*Exercise*. Please rewrite the listing below, substituting "drop a marker" for every occurrence of "set a pin" and leaving everything else unchanged.

*Items*.
"""

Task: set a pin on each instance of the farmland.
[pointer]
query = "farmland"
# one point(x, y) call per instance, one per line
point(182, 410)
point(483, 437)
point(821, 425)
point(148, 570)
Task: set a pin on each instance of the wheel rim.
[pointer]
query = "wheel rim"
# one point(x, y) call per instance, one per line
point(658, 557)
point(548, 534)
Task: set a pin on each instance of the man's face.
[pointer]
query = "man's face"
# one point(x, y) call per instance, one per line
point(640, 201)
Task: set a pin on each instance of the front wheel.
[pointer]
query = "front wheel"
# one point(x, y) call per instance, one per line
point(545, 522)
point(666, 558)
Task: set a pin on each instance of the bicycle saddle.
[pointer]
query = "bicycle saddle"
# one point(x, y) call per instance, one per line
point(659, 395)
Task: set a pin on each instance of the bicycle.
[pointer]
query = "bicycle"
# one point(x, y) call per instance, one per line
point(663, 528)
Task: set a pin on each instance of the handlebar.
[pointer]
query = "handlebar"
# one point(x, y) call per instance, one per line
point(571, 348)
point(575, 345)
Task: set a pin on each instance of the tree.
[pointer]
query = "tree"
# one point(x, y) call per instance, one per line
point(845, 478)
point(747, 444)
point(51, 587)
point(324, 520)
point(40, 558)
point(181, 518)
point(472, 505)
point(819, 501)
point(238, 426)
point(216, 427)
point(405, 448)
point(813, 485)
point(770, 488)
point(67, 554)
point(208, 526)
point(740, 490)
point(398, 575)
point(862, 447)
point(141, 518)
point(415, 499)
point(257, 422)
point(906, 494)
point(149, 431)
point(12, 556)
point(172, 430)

"""

*Result for this task*.
Task: drop a marker on each instance of the farmland.
[pointer]
query = "farmland"
# one point(x, y) call per instance, one per line
point(182, 410)
point(483, 437)
point(821, 425)
point(148, 570)
Task: drop a marker on each instance of the wheel rim.
[pointer]
query = "wheel rim"
# one point(x, y) call per instance, one per line
point(658, 557)
point(548, 534)
Task: drop a marker on each instance of the man's face.
[pointer]
query = "man's face"
# one point(x, y) call per instance, one per line
point(640, 201)
Task: drop a marker on each instance of the front wheel.
[pointer]
query = "front wheel"
# one point(x, y) call per instance, one per line
point(545, 522)
point(666, 558)
Task: drop a marker on each instance of the bicycle saddle.
[pointer]
query = "bicycle saddle"
# one point(x, y) call per instance, one per line
point(659, 395)
Task: drop a marker on each instance of the bicycle.
[pointer]
query = "bicycle"
# one point(x, y) call per instance, one per line
point(663, 528)
Task: drop a marker on each instance of the handlebar.
[pointer]
query = "handlebar"
# one point(x, y) call per instance, one per line
point(571, 348)
point(575, 345)
Task: drop a marker on each instance of the tree.
[pointer]
query = "tree"
# one point(x, y) call per instance, one per line
point(845, 478)
point(747, 444)
point(51, 587)
point(324, 520)
point(40, 558)
point(181, 518)
point(472, 505)
point(819, 501)
point(238, 426)
point(216, 427)
point(405, 448)
point(813, 485)
point(770, 488)
point(67, 554)
point(208, 526)
point(740, 490)
point(398, 575)
point(862, 447)
point(141, 518)
point(415, 499)
point(257, 422)
point(906, 494)
point(149, 431)
point(12, 556)
point(172, 430)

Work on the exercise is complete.